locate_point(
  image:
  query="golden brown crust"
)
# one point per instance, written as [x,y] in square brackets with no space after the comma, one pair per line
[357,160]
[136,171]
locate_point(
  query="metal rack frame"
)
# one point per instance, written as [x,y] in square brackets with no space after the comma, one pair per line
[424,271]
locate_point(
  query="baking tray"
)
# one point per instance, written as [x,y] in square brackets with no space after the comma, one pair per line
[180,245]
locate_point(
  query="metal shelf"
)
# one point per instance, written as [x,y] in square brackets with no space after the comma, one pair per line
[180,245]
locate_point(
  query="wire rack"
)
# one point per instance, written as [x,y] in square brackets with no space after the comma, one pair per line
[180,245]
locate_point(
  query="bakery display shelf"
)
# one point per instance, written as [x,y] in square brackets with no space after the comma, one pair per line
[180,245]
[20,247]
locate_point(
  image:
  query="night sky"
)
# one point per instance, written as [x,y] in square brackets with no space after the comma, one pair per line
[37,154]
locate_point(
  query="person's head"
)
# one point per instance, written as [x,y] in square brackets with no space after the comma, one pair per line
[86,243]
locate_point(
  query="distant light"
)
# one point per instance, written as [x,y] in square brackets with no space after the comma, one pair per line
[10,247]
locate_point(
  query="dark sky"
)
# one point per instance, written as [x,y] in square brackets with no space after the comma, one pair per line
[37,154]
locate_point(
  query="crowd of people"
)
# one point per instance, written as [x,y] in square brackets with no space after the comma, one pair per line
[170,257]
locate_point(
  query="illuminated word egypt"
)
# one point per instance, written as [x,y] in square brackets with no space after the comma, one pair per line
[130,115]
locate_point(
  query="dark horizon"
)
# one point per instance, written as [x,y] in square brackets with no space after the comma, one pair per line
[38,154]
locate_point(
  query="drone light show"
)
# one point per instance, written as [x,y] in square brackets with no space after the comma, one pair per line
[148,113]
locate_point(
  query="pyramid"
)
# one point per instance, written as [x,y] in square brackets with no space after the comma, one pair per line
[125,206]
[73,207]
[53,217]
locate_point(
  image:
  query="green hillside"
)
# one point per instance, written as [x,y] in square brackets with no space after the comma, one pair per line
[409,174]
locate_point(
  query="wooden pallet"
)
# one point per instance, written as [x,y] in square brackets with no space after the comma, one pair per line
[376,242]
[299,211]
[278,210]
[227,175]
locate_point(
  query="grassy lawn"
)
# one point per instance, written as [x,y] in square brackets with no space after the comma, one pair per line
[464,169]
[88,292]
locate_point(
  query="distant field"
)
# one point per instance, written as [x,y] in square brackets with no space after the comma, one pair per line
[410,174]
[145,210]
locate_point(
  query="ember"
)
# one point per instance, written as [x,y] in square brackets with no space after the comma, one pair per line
########
> _OBJECTIVE_:
All of the entries should be written out again exactly.

> _FINAL RESULT_:
locate_point(
  image:
  query="golden brown crust"
)
# one point per instance, written as [x,y] in square brackets with no space after the comma, one pair per line
[357,160]
[136,171]
locate_point(
  query="metal rack frame"
)
# one point per instance, written as [x,y] in square brackets with no space after the comma, one pair per line
[424,271]
locate_point(
  query="baking tray"
)
# one point per instance, written as [x,y] in square brackets with no space after the comma, one pair per line
[180,245]
locate_point(
  query="metal shelf"
)
# one point per instance, written as [x,y] in square brackets with no space after the comma, one pair per line
[180,245]
locate_point(
  query="wire rack"
)
# one point per instance, written as [x,y] in square brackets with no space after the comma, one pair per line
[180,245]
locate_point(
  query="bakery display shelf"
)
# one point per instance, written as [x,y] in square brackets with no space after the comma, one pair per line
[180,245]
[20,247]
locate_point(
  image:
  query="night sky"
)
# one point per instance, written as [x,y] in square brackets with no space after the comma, one pair per line
[37,154]
locate_point(
  query="person's head"
)
# one point per instance, written as [x,y] in square brackets with no space after the comma, one pair per line
[86,243]
locate_point(
  query="distant light"
)
# one point per instance, written as [x,y] in square brackets with no space after the comma, one pair per line
[10,247]
locate_point(
  query="dark sky"
)
# one point per instance, written as [x,y] in square brackets with no space after the comma, one pair per line
[37,154]
locate_point(
  query="crowd of people"
)
# one point per instance, written as [x,y] in square brackets with no space after the comma, one pair per line
[170,257]
locate_point(
  query="illuminated word egypt"
)
# one point per instance, written as [x,y] in square brackets with no space after the comma, one pair per line
[130,115]
locate_point(
  query="dark horizon"
)
# one point per instance, written as [x,y] in square brackets with no space after the comma, one pair per line
[38,154]
locate_point(
  query="drone light show"
)
# one point per instance, written as [x,y] in square brackets with no space after the comma, one pair per line
[148,113]
locate_point(
  query="pyramid"
)
# one point per instance, written as [x,y] in square brackets with no space after the comma, one pair per line
[125,206]
[73,207]
[53,217]
locate_point(
  image:
  query="green hillside"
)
# one point per instance, written as [x,y] in square brackets with no space after the comma, one pair per line
[409,174]
locate_point(
  query="wooden pallet"
)
# one point per instance, written as [x,y] in square brackets with no space after the comma, one pair per line
[376,242]
[299,211]
[278,210]
[227,175]
locate_point(
  query="grassy lawn"
)
# one point per instance, written as [x,y] in square brackets with no space after the comma, one pair per line
[464,169]
[88,292]
locate_point(
  query="distant field"
)
# one point per instance, written as [x,y] in square brackets with no space after the comma, one pair per line
[410,174]
[145,210]
locate_point(
  query="ember"
)
# one point per instance, written as [x,y] in square brackets with no space after the comma, one pair per line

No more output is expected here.